Kodaly-DANCES OF GALANTA; Bartok-VIOLIN CONCERTO #2*; Mussorgsky/Ravel-PICTURES AT AN EXHIBITION: Isabelle Faust*/Atlanta Symphony Orchestra/Kevin John Edusei, cond.; March 21


Orchestral technicians are almost a dime a dozen nowadays. Great interpreters are fewer. At first hearing, German-born maestro Kevin John Edusei can clearly handle an orchestra. The jury, however, is still out on his interpretive posture.


The Atlanta Symphony played impressively for the newcomer, aided by the pinpoint clarity of the Woodruff Center's acoustics. After decades of hearing the rich impasto of the Minnesota Orchestra, for instance, or the surprisingly hefty Augusta Symphony, the Atlanta band's sonority comes as somewhat of a shock. It's a lean, transparent sound, light on vibrato (although the strings have eiderdown softness) but long on élan. Put simply, they live up to their hype.



One has certainly heard tonally richer renderings of Zoltan Kodaly's Dances of Galanta, including—surprisingly—that of the modest-sized Saint Paul Chamber Orchestra under Hugh Wolff (Teldec). Edusei's interpretation of the suite was more tone poem than terpsichorean essay. The dance-like, folk-derived character of the music was downplayed in favor of a homogenized, middle-European palette, leavened somewhat by Jesse McCandless' characterful clarinet solos.


Similar homogeneity applied to Bartok's second violin concerto, a work to which I admittedly have not yet warmed. Again, any sort of folkish roots were minimized. The concerto is thought to reflect Bartok's angst over what his native Hungary was suffering under Admiral Horthy's fascistic, anti-Semitic regime in the late 1930s. It certainly sounds like a cri de coeur in Yehudi Menuhin's early recording (on Testament), seconded by a surprisingly spiky Wilhelm Furtwangler.


Guest soloist Isabelle Faust's rendering deemphasized anguish in favor of melancholy and muted virtuosity. She didn't treat the concerto as a showpiece, but one was left feeling there was more in it than she and Edusei extracted. Faust certainly has the violinistic chops for it, as evinced further in a lengthy, delicated shaded and (alas) unnamed encore.

### To be done
A – Could you transcribe part of the concert review word for word, beginning at "Similar homogeneity applied" and stopping after "(alas) unnamed encore."?
B – How would the concert review go on after its last sentence? Write that continuation.
The data that comes next is from an unrelated source.

### Data excerpt

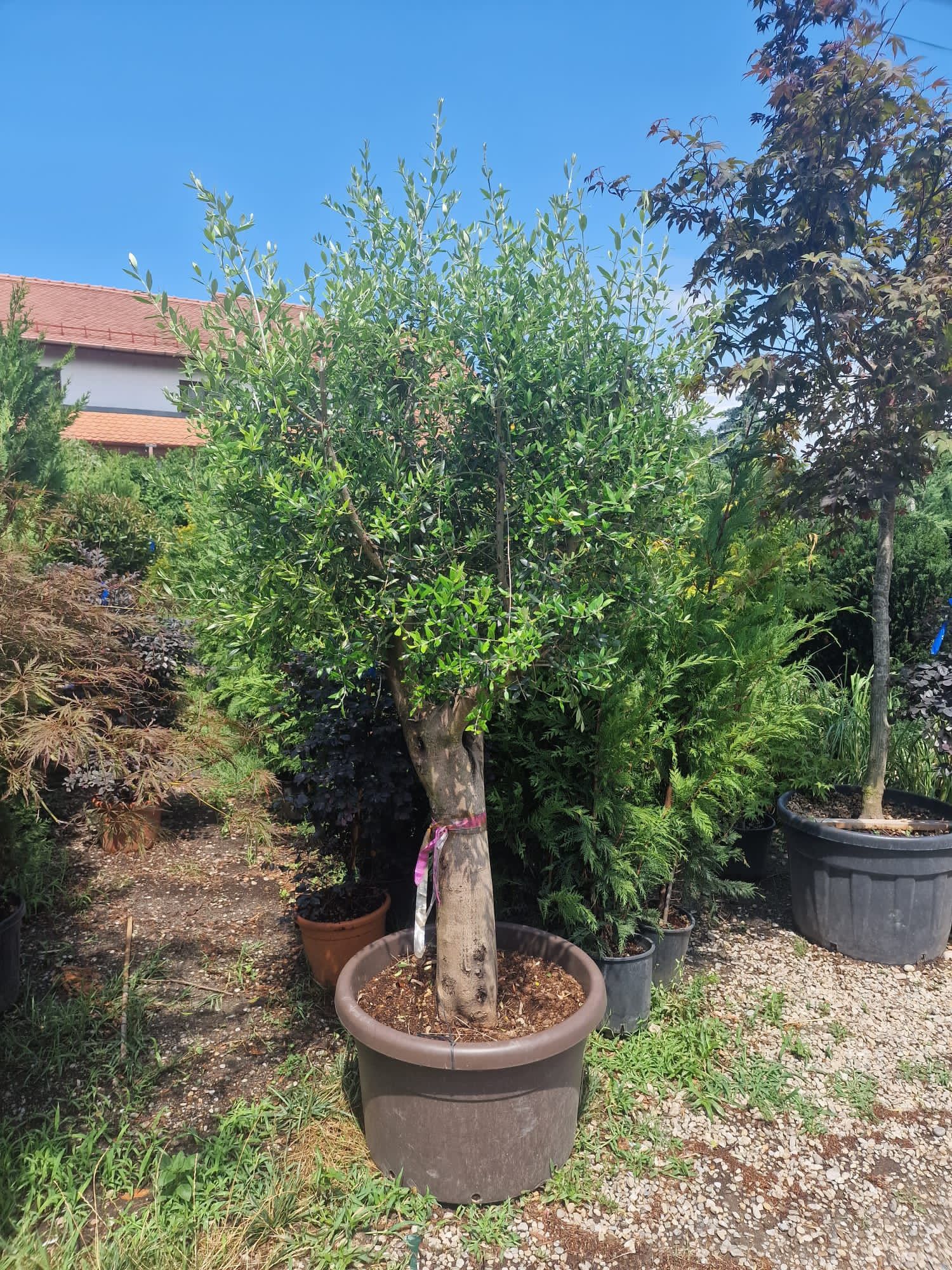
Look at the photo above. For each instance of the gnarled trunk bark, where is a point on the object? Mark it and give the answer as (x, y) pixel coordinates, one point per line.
(450, 764)
(875, 779)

### Results
A –
Similar homogeneity applied to Bartok's second violin concerto, a work to which I admittedly have not yet warmed. Again, any sort of folkish roots were minimized. The concerto is thought to reflect Bartok's angst over what his native Hungary was suffering under Admiral Horthy's fascistic, anti-Semitic regime in the late 1930s. It certainly sounds like a cri de coeur in Yehudi Menuhin's early recording (on Testament), seconded by a surprisingly spiky Wilhelm Furtwangler.


Guest soloist Isabelle Faust's rendering deemphasized anguish in favor of melancholy and muted virtuosity. She didn't treat the concerto as a showpiece, but one was left feeling there was more in it than she and Edusei extracted. Faust certainly has the violinistic chops for it, as evinced further in a lengthy, delicated shaded and (alas) unnamed encore.

B –
Edusei can craft a program, as his intelligent pairing of best friends Kodaly and Bartok alongside comparably folkish Modest Mussorgsky showed. The latter's Pictures at an Exhibition closed the program and, admittedly, Maurice Ravel's beyond-brilliant orchestration does a great deal of the conductor's work for him. That being said, there's more wit and point in some of its movements than Edusei indicated. Humorous movements like "Tuileries" and "The Ballet of the Unhatched Chicks" were poker-faced, as was "Limoges."



No, Edusei's emphasis was on the bigger and grimmer moments, like memorably expansive readings of "Bydlo" and "The Old Castle." "Catacombs" was suitably mournful, "Baba Yaga" took flight with panache and it was clear that Edusei was scaling his interpretation throughout with an eye to "The Great Gate of Kiev," which made a fittingly monumental capstone. (That's true even after having been spoiled by Sergiu Celibidache's Pictures. No "Great Gate of Kiev" is half so grand as Celi's.) The audience fairly roared its approval and rightly so. Kudos, by the way, to the forthright trumpet solos of Michael Tiscione and the cool-toned, uncredited saxophonist.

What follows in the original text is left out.